(INSTRUCTION A) According to the post on sanity-checking values where money is involved, what did closer inspection of the unusual trading day reveal?
++++ TEXT EXTRACT
June 8th, 2009

On the importance of sanity-checking values where money is involved

Last year, one of my colleagues noticed that one particular company’s stock, which normally trades in the mid- to upper-$20 range, showed one day of extremely unusual results, very similar to the last example in this series of funny screenshots.

XYZ Company (NASD:XYZ) – Delayed quote data
28.06 Daily Range 27.92 – 100000.00
1:18PM ET

Closer inspection revealed that there was an order to buy 28 shares at $100,000.

Obviously, somebody got the “number of shares” and “bid price” fields backwards and ended up losing over two million dollars for the error. If this were an NYSE stock, this error would have been caught because trades on the New York Stock Exchange are still executed by human beings on a trading floor, so somebody would have said, “Wait, the two fields are clearly in reverse order” and fixed the error or at least double-checked with the buyer before executing it. (At least I hope so. Maybe the people on the floor don’t care.)

But nope, this is NASDAQ, and some lucky market maker walked off with over two million dollars. Maybe the unlucky trader’s software will now display a warning if the price entered is more than, say, twice the current market price. (With appropriate exceptions for penny stocks.)
++++++++
++++ RECORDS FOR THIS EXERCISE
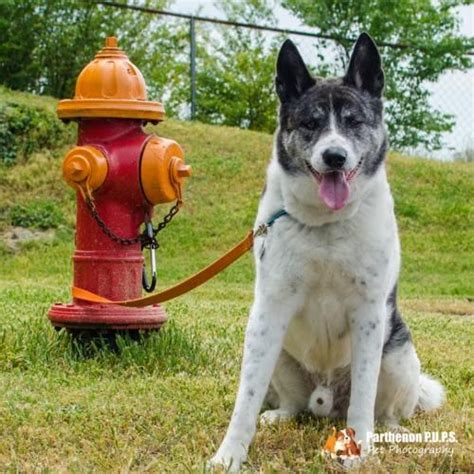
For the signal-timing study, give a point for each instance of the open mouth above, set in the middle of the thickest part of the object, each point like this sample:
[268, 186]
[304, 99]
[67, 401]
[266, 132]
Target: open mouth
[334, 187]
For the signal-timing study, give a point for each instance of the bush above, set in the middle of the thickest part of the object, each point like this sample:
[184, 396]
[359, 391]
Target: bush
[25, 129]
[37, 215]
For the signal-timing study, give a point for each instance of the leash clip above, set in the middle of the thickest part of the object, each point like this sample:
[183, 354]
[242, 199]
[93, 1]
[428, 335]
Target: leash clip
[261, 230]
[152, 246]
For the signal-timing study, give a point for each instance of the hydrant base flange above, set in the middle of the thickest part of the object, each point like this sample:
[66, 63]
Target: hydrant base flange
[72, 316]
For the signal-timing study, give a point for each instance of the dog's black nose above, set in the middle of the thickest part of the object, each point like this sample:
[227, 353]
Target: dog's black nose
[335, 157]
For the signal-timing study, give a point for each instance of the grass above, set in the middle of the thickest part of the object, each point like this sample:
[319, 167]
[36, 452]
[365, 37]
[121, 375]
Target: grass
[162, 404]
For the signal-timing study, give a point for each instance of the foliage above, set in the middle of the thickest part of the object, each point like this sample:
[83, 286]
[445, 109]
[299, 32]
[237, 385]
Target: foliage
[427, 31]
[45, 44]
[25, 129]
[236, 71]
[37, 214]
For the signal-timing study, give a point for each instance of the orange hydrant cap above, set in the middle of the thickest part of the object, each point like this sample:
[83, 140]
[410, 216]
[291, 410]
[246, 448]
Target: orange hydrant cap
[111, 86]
++++++++
(INSTRUCTION B) Rewrite the stretch of the records from the line containing "of the orange" through the end of the records, changing "hydrant cap" to "valve cap" and keeping everything else the same. Return only those lines.

(EXERCISE RESPONSE A) It revealed an order to buy 28 shares at $100,000.

(EXERCISE RESPONSE B)
For the signal-timing study, give a point for each instance of the orange valve cap above, set in the middle of the thickest part of the object, each point like this sample:
[83, 140]
[410, 216]
[291, 410]
[246, 448]
Target: orange valve cap
[111, 86]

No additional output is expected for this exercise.